## Dataset records
================================
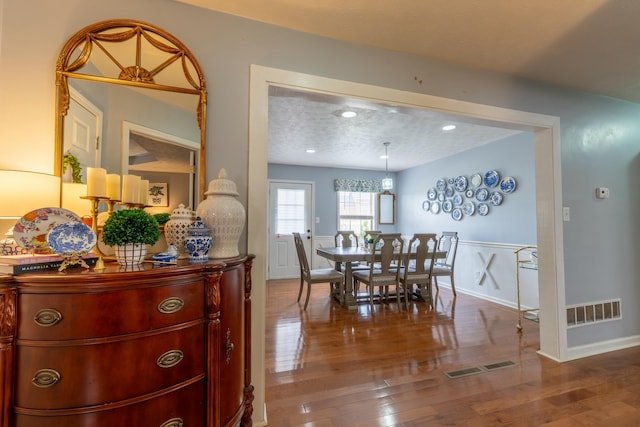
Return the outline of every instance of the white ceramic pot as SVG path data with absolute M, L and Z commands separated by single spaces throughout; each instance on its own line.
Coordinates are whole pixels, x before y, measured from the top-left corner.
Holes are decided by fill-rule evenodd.
M 171 213 L 171 219 L 164 225 L 164 234 L 168 244 L 174 244 L 180 258 L 188 256 L 184 239 L 189 235 L 189 227 L 194 220 L 194 212 L 180 203 Z
M 231 258 L 239 255 L 238 241 L 244 229 L 244 206 L 237 199 L 236 184 L 220 169 L 218 179 L 209 183 L 207 198 L 200 202 L 196 215 L 209 227 L 213 245 L 209 258 Z
M 127 243 L 114 246 L 116 259 L 120 265 L 136 265 L 142 263 L 147 255 L 147 245 L 144 243 Z

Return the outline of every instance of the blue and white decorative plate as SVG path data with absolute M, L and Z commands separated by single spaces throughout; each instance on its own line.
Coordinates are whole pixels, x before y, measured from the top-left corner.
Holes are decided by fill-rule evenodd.
M 451 218 L 453 218 L 456 221 L 460 221 L 462 219 L 462 209 L 455 208 L 454 210 L 452 210 Z
M 474 213 L 476 213 L 476 204 L 472 201 L 468 201 L 467 203 L 462 205 L 462 212 L 467 216 L 473 215 Z
M 453 196 L 453 187 L 447 187 L 444 190 L 444 195 L 447 196 L 447 197 Z
M 440 202 L 431 203 L 431 213 L 432 214 L 440 213 Z
M 65 222 L 49 231 L 47 244 L 57 254 L 86 253 L 96 245 L 96 233 L 82 222 Z
M 429 209 L 431 209 L 431 202 L 428 200 L 422 202 L 422 210 L 425 212 L 429 212 Z
M 503 193 L 513 193 L 516 189 L 516 180 L 513 179 L 510 176 L 504 177 L 502 178 L 502 181 L 500 181 L 500 190 L 502 190 Z
M 478 204 L 478 215 L 485 216 L 489 213 L 489 205 L 486 203 Z
M 493 206 L 500 206 L 502 204 L 502 193 L 499 191 L 492 191 L 489 195 L 489 203 Z
M 27 212 L 13 226 L 13 238 L 25 249 L 49 252 L 47 233 L 56 225 L 80 222 L 80 217 L 63 208 L 40 208 Z
M 449 183 L 449 185 L 453 185 L 453 178 L 447 178 L 447 182 Z
M 451 212 L 451 209 L 453 209 L 453 203 L 451 203 L 451 200 L 445 200 L 442 202 L 442 212 L 449 213 Z
M 467 196 L 467 198 L 472 198 L 472 197 L 473 197 L 473 195 L 475 194 L 475 191 L 473 191 L 473 190 L 469 189 L 469 190 L 467 190 L 467 192 L 466 192 L 466 193 L 464 193 L 464 194 L 465 194 L 465 196 Z
M 434 201 L 437 198 L 438 198 L 438 192 L 436 191 L 435 188 L 430 188 L 429 190 L 427 190 L 427 199 Z
M 444 193 L 438 193 L 438 201 L 440 203 L 444 202 Z
M 484 174 L 484 185 L 493 188 L 500 182 L 500 174 L 497 171 L 489 171 Z
M 460 206 L 462 204 L 462 194 L 456 194 L 455 196 L 453 196 L 453 205 L 454 206 Z
M 462 175 L 457 177 L 453 183 L 453 187 L 456 189 L 456 191 L 459 191 L 460 193 L 462 193 L 464 190 L 467 189 L 467 185 L 468 185 L 467 177 Z
M 440 178 L 438 182 L 436 182 L 436 188 L 438 191 L 444 191 L 444 189 L 447 188 L 447 180 Z
M 479 173 L 471 175 L 471 179 L 469 180 L 469 185 L 472 188 L 477 188 L 482 185 L 482 176 Z
M 478 188 L 476 190 L 476 199 L 479 202 L 484 202 L 489 198 L 489 190 L 486 188 Z

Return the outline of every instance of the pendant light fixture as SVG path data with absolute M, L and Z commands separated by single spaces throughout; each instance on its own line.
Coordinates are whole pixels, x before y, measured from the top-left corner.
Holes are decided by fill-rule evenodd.
M 384 171 L 385 177 L 382 180 L 382 189 L 387 191 L 393 188 L 393 179 L 389 177 L 389 144 L 390 142 L 384 143 Z

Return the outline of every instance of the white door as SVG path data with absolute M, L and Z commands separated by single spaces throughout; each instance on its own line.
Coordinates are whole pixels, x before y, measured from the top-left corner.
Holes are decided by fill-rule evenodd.
M 312 183 L 269 181 L 268 279 L 300 276 L 293 232 L 302 235 L 311 265 L 312 194 Z
M 64 119 L 63 153 L 73 154 L 82 165 L 82 182 L 87 167 L 100 166 L 102 112 L 89 100 L 70 88 L 69 110 Z

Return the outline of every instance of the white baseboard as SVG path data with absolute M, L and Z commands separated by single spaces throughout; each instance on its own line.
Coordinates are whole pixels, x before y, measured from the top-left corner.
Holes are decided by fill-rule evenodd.
M 582 359 L 583 357 L 595 356 L 597 354 L 623 350 L 625 348 L 637 347 L 639 345 L 640 335 L 635 335 L 608 341 L 600 341 L 593 344 L 569 347 L 567 349 L 567 360 Z

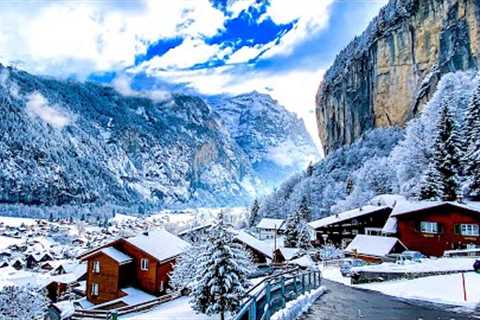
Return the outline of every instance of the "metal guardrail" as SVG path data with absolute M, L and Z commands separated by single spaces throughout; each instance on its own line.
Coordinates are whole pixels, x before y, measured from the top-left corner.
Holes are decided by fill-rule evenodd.
M 233 320 L 270 320 L 272 314 L 285 308 L 288 301 L 320 285 L 320 271 L 293 269 L 265 278 L 248 291 Z
M 444 257 L 480 257 L 480 248 L 447 250 L 443 253 Z

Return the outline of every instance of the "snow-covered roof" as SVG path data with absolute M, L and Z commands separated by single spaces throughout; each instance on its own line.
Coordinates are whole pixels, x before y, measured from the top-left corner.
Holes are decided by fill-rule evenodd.
M 351 253 L 356 250 L 359 254 L 383 257 L 389 254 L 397 243 L 405 247 L 400 240 L 394 237 L 359 234 L 350 242 L 345 251 Z
M 129 262 L 132 262 L 132 260 L 133 260 L 132 257 L 126 255 L 125 253 L 123 253 L 122 251 L 120 251 L 118 249 L 115 249 L 114 247 L 105 247 L 105 248 L 96 250 L 96 251 L 86 255 L 85 257 L 83 257 L 83 259 L 87 259 L 87 258 L 89 258 L 93 255 L 99 254 L 99 253 L 103 253 L 106 256 L 109 256 L 110 258 L 112 258 L 113 260 L 118 262 L 118 264 L 126 264 L 126 263 L 129 263 Z
M 258 252 L 262 253 L 264 256 L 266 256 L 270 259 L 272 258 L 273 248 L 272 248 L 271 244 L 263 242 L 261 240 L 258 240 L 257 238 L 255 238 L 254 236 L 248 234 L 247 232 L 245 232 L 243 230 L 238 231 L 235 238 L 238 241 L 240 241 L 240 242 L 246 244 L 247 246 L 249 246 L 249 247 L 257 250 Z
M 397 233 L 397 218 L 389 217 L 382 228 L 383 233 Z
M 300 258 L 294 259 L 290 261 L 290 263 L 297 264 L 302 267 L 312 267 L 315 266 L 315 262 L 313 262 L 312 258 L 308 254 L 301 256 Z
M 284 230 L 284 219 L 262 218 L 257 224 L 257 229 Z
M 345 211 L 345 212 L 342 212 L 342 213 L 334 214 L 334 215 L 328 216 L 326 218 L 322 218 L 322 219 L 319 219 L 319 220 L 312 221 L 312 222 L 309 223 L 309 225 L 313 229 L 318 229 L 318 228 L 322 228 L 322 227 L 325 227 L 325 226 L 328 226 L 328 225 L 331 225 L 331 224 L 339 223 L 339 222 L 349 220 L 349 219 L 358 218 L 358 217 L 361 217 L 361 216 L 364 216 L 364 215 L 367 215 L 367 214 L 370 214 L 370 213 L 374 213 L 376 211 L 385 210 L 385 209 L 388 209 L 388 208 L 389 207 L 387 207 L 387 206 L 367 205 L 367 206 L 356 208 L 356 209 L 353 209 L 353 210 L 350 210 L 350 211 Z
M 450 204 L 458 208 L 477 211 L 480 213 L 480 202 L 453 202 L 453 201 L 398 201 L 392 210 L 391 216 L 399 216 L 413 211 L 425 210 L 429 208 L 438 207 L 441 205 Z
M 405 197 L 399 194 L 380 194 L 378 196 L 373 197 L 369 204 L 374 206 L 387 206 L 390 208 L 395 207 L 397 202 L 405 201 Z
M 125 239 L 140 250 L 148 253 L 158 261 L 166 261 L 179 256 L 190 244 L 166 230 L 150 231 L 133 238 Z
M 300 251 L 300 249 L 298 248 L 278 248 L 278 250 L 280 250 L 280 252 L 282 253 L 282 256 L 287 261 L 298 257 L 298 252 Z

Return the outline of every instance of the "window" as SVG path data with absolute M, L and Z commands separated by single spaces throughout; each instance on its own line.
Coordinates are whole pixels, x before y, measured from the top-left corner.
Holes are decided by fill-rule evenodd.
M 423 233 L 438 233 L 438 223 L 422 221 L 420 222 L 420 232 Z
M 93 273 L 100 273 L 100 261 L 93 261 Z
M 478 237 L 479 235 L 478 224 L 461 224 L 460 233 L 462 236 Z
M 140 260 L 140 270 L 148 271 L 148 259 L 142 258 L 142 260 Z
M 92 283 L 92 296 L 98 296 L 98 283 Z

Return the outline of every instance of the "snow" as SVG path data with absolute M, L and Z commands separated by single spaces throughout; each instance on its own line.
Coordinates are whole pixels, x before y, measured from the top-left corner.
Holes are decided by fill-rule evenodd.
M 285 230 L 284 219 L 262 218 L 257 224 L 257 229 L 265 230 Z
M 387 234 L 397 233 L 397 218 L 389 217 L 382 228 L 382 232 Z
M 342 222 L 342 221 L 345 221 L 345 220 L 348 220 L 348 219 L 361 217 L 363 215 L 370 214 L 370 213 L 373 213 L 375 211 L 384 210 L 384 209 L 387 209 L 387 208 L 389 208 L 389 207 L 387 207 L 387 206 L 366 205 L 366 206 L 363 206 L 363 207 L 360 207 L 360 208 L 357 208 L 357 209 L 345 211 L 345 212 L 342 212 L 342 213 L 339 213 L 339 214 L 334 214 L 334 215 L 328 216 L 326 218 L 322 218 L 322 219 L 319 219 L 319 220 L 312 221 L 312 222 L 309 223 L 309 225 L 313 229 L 318 229 L 318 228 L 322 228 L 322 227 L 325 227 L 325 226 L 328 226 L 328 225 L 331 225 L 331 224 L 334 224 L 334 223 L 339 223 L 339 222 Z
M 377 265 L 355 267 L 355 271 L 370 272 L 446 272 L 446 271 L 472 271 L 475 258 L 439 258 L 422 259 L 421 262 L 396 264 L 384 262 Z
M 0 288 L 4 286 L 25 286 L 41 288 L 50 283 L 48 275 L 25 270 L 15 270 L 12 267 L 0 268 Z
M 272 259 L 273 246 L 271 246 L 269 243 L 258 240 L 257 238 L 243 230 L 238 231 L 238 233 L 235 235 L 235 239 L 261 252 L 266 257 Z
M 325 292 L 324 287 L 317 288 L 287 302 L 284 309 L 275 312 L 271 320 L 295 320 L 308 311 L 312 304 Z
M 475 308 L 480 302 L 480 274 L 465 273 L 467 301 L 463 300 L 460 273 L 358 285 L 360 288 L 382 292 L 405 299 L 425 300 Z
M 342 283 L 347 286 L 351 284 L 350 277 L 342 276 L 338 266 L 321 266 L 320 271 L 322 272 L 322 278 L 324 279 Z
M 400 201 L 405 201 L 405 197 L 399 194 L 381 194 L 373 197 L 369 203 L 374 206 L 387 206 L 393 208 Z
M 129 320 L 210 320 L 212 317 L 197 314 L 190 307 L 189 297 L 181 297 L 161 304 L 155 309 L 135 315 L 128 315 L 120 319 Z
M 345 251 L 353 252 L 356 250 L 360 254 L 383 257 L 391 253 L 397 243 L 404 246 L 400 240 L 394 237 L 359 234 L 350 242 Z
M 0 224 L 2 223 L 10 227 L 20 227 L 22 224 L 33 226 L 36 224 L 35 219 L 0 216 Z
M 309 255 L 304 255 L 300 258 L 291 260 L 290 263 L 297 264 L 301 267 L 313 267 L 315 266 L 315 262 L 313 262 L 312 258 Z
M 298 257 L 299 249 L 298 248 L 278 248 L 282 253 L 285 260 L 290 261 L 293 258 Z
M 0 236 L 0 250 L 5 250 L 11 245 L 20 245 L 22 243 L 25 243 L 25 240 L 23 239 L 17 239 L 17 238 L 12 238 L 12 237 L 5 237 L 5 236 Z
M 166 230 L 150 231 L 126 239 L 127 242 L 162 262 L 182 254 L 190 244 Z
M 452 202 L 452 201 L 399 201 L 392 210 L 391 217 L 410 213 L 412 211 L 419 211 L 439 207 L 445 204 L 450 204 L 458 208 L 473 210 L 480 214 L 480 202 Z
M 53 305 L 60 311 L 60 319 L 68 319 L 75 313 L 75 306 L 71 301 L 60 301 Z
M 126 255 L 125 253 L 113 248 L 113 247 L 108 247 L 108 248 L 103 248 L 100 250 L 100 252 L 106 254 L 113 260 L 117 261 L 119 264 L 125 264 L 132 262 L 132 257 Z

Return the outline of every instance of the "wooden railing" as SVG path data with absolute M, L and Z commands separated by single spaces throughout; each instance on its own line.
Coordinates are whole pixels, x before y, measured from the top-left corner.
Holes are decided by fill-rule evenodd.
M 115 320 L 119 316 L 123 316 L 133 312 L 139 312 L 156 307 L 159 304 L 174 300 L 180 296 L 179 292 L 163 295 L 153 300 L 145 301 L 135 305 L 125 306 L 113 310 L 82 310 L 77 309 L 72 316 L 72 319 L 104 319 Z
M 293 269 L 265 278 L 249 290 L 233 320 L 270 320 L 272 314 L 285 308 L 288 301 L 320 285 L 320 271 Z

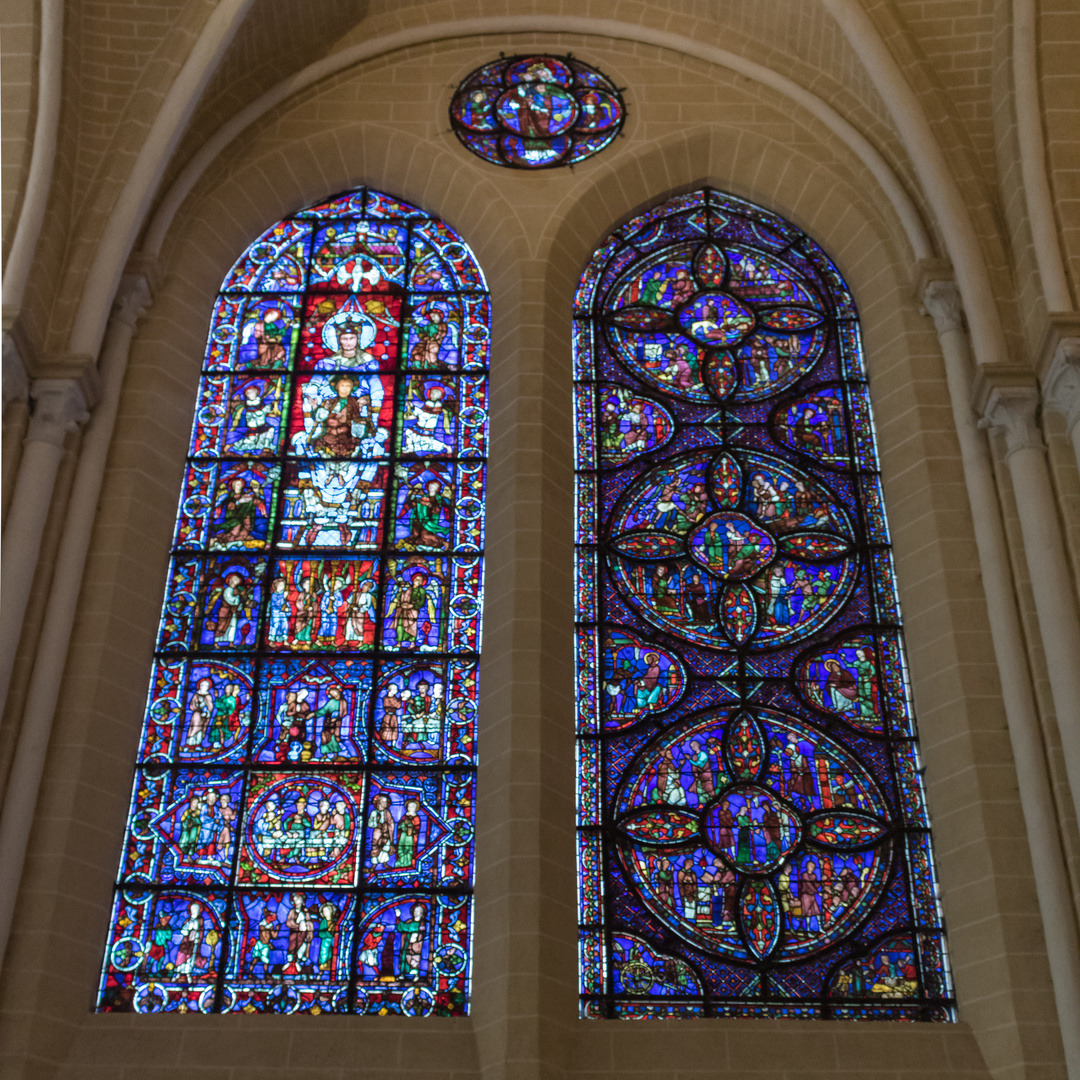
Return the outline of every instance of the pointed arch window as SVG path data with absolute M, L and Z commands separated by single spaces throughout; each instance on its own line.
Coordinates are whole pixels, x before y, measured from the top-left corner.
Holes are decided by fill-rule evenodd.
M 582 1015 L 951 1019 L 850 292 L 706 189 L 574 317 Z
M 369 189 L 229 272 L 98 996 L 468 1010 L 490 308 Z

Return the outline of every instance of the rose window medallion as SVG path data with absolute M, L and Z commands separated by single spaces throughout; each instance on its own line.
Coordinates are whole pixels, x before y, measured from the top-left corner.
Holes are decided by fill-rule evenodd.
M 553 169 L 598 154 L 622 130 L 626 103 L 607 76 L 572 56 L 504 57 L 470 72 L 450 126 L 477 157 Z
M 711 514 L 689 544 L 690 557 L 724 580 L 753 577 L 776 553 L 768 531 L 742 514 Z
M 709 807 L 705 842 L 744 874 L 775 870 L 802 839 L 795 811 L 767 788 L 728 788 Z
M 614 515 L 615 580 L 653 625 L 697 644 L 800 641 L 855 582 L 847 515 L 779 459 L 732 447 L 648 471 Z
M 699 344 L 723 347 L 746 337 L 753 329 L 754 316 L 733 297 L 703 293 L 679 312 L 679 325 Z
M 620 854 L 650 910 L 736 958 L 826 948 L 864 918 L 892 866 L 871 771 L 775 711 L 718 710 L 665 731 L 627 769 L 618 805 Z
================================
## What you will do
Where does "window" appear in the records above? Copy every line that has it.

## Response to the task
Return the outline of every instance of the "window" as SVG path data with absolute M, L and Z commands separated by single spaces throughout; each instance on its own line.
Return the outline of every instance of the pointed arch window as SVG path data with absolute M, L and Z commands separated by single spaces throughout; each instance on its own line.
Return the outline of every instance of the rose window medallion as SVG path data with absolute M, L and Z commands separated by single spaces throughout; each instance on its own line.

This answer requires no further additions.